**Task requirements**
Write out the rows as a numbered list, skipping blank lines. Begin at the first line of the rows and stop after the line that contains "145L255 138L249 138L246".

[Begin Source material]

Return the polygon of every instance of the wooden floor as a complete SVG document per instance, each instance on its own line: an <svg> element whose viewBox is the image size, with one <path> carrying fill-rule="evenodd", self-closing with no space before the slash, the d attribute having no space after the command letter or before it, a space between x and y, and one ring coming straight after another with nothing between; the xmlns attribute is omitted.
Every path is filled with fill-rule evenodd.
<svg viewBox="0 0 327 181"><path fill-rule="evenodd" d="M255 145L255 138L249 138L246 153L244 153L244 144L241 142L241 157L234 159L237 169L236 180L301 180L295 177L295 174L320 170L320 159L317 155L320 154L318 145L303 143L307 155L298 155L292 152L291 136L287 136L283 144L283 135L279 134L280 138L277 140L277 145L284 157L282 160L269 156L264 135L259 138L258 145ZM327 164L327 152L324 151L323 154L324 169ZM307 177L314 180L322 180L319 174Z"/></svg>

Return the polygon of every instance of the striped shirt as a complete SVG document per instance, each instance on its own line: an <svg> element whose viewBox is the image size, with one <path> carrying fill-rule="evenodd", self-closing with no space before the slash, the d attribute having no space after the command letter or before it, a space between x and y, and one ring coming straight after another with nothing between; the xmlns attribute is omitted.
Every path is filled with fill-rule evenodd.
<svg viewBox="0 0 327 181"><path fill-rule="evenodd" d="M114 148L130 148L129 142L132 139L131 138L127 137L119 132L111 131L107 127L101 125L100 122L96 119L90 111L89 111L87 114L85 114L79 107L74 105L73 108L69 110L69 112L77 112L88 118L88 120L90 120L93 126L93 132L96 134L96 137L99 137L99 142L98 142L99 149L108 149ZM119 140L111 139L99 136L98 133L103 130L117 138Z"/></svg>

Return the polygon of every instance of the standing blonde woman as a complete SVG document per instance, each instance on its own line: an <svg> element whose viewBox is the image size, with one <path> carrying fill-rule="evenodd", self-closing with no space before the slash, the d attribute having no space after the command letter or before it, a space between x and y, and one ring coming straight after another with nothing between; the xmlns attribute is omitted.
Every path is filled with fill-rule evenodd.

[End Source material]

**Problem solution**
1. Return the polygon of every instance of the wooden floor as a complete SVG document per instance, each instance on its own line: an <svg> element whose viewBox is the image size, with one <path> carrying fill-rule="evenodd", self-closing with no space before the slash, the d attribute having no space after the command letter or before it, a space between x and y, and one ring coming straight after another with nothing between; the xmlns attribute is omitted.
2. Every path is filled with fill-rule evenodd.
3. <svg viewBox="0 0 327 181"><path fill-rule="evenodd" d="M255 145L255 138L249 138L246 153L244 153L244 144L241 142L241 157L234 159L237 169L236 180L301 180L295 177L295 174L320 170L320 159L317 155L320 154L318 145L303 143L307 155L298 155L292 152L291 136L287 136L283 144L283 135L279 134L280 138L277 140L277 145L284 157L282 160L269 156L264 135L259 138L258 145ZM327 164L327 152L324 151L323 154L324 169ZM307 177L314 180L322 180L319 174Z"/></svg>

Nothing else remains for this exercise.